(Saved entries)
··········

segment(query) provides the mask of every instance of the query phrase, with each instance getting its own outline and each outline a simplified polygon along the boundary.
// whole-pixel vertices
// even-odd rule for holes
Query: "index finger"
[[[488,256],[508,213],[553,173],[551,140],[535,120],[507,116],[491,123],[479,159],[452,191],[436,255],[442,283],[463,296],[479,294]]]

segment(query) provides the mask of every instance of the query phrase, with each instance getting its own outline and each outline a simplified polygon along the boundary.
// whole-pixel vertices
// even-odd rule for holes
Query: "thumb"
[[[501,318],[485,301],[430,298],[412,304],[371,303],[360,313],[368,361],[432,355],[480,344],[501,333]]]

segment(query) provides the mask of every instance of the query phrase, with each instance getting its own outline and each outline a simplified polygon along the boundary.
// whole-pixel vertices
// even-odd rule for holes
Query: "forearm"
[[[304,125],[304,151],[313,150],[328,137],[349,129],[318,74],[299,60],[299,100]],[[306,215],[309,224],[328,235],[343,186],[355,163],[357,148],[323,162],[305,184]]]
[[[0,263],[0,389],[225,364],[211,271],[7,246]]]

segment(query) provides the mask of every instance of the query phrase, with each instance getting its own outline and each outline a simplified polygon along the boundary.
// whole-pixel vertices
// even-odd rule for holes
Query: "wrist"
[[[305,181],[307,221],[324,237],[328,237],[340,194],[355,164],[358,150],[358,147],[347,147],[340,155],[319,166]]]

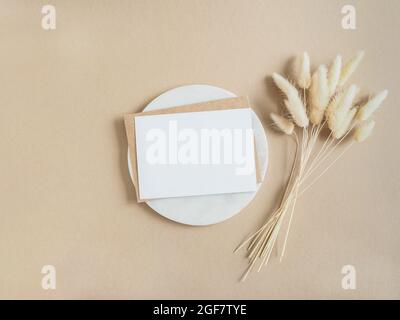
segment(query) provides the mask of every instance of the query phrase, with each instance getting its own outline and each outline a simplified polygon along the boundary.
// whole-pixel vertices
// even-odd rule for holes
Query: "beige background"
[[[400,298],[400,2],[0,1],[1,298]],[[286,259],[246,283],[233,248],[268,216],[289,168],[270,74],[308,50],[313,64],[366,50],[354,76],[388,88],[377,127],[299,200]],[[137,204],[123,113],[175,86],[248,94],[270,142],[267,180],[238,216],[187,227]],[[41,267],[57,289],[41,288]],[[341,268],[357,290],[341,288]]]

··········

**What you have to do**
Could you retype every record exactly, leaving the pictures out?

**Answer to this task**
segment(query) provides the mask of every instance of the query phrase, with each instance getting its own outline and each outline a simplified polygon along the boundary.
// whole-pixel vertices
// even-odd rule for holes
Query: "index finger"
[[[488,256],[508,213],[553,173],[551,140],[535,120],[507,116],[491,123],[479,159],[452,191],[436,255],[442,283],[463,296],[479,294]]]

segment(query) provides the mask of every instance of the query phrase, with each instance getting its own outline and each outline a simplified polygon along the boundary.
// whole-pixel vertices
// even-odd rule for holes
Query: "thumb"
[[[501,318],[485,301],[430,298],[412,304],[371,303],[360,313],[368,361],[432,355],[480,344],[501,333]]]

segment(query) provides the mask of every instance of the query phrase, with each instance getting its own outline and each outline a simplified polygon along the boundary.
// whole-pixel vertices
// even-odd rule for holes
Query: "forearm"
[[[304,125],[304,151],[313,150],[328,137],[349,129],[318,74],[299,60],[299,100]],[[306,215],[309,224],[328,235],[343,186],[355,163],[357,148],[323,162],[305,184]]]
[[[0,263],[0,389],[225,364],[211,271],[7,246]]]

segment(query) provides the mask of every instance of the query phrase, with each instance getting its own outline and each outline a simplified polygon along the boundary.
// whole-pixel vertices
// even-odd rule for holes
Query: "wrist"
[[[305,181],[307,221],[324,237],[328,237],[340,194],[355,164],[358,150],[358,147],[347,147],[340,155],[319,166]]]

segment(query) provides the mask of every instance of the query phrase, with each instance getting its own outline and each outline a simplified polygon along the boundary.
// whole-pixel vertices
// even-odd rule for holes
Query: "beige background"
[[[400,298],[400,2],[0,1],[1,298]],[[286,259],[246,283],[233,248],[268,216],[289,168],[270,74],[308,50],[313,64],[366,50],[354,76],[388,88],[377,127],[299,200]],[[137,204],[123,113],[175,86],[248,94],[270,142],[267,180],[238,216],[187,227]],[[41,267],[57,289],[41,288]],[[341,268],[357,290],[341,288]]]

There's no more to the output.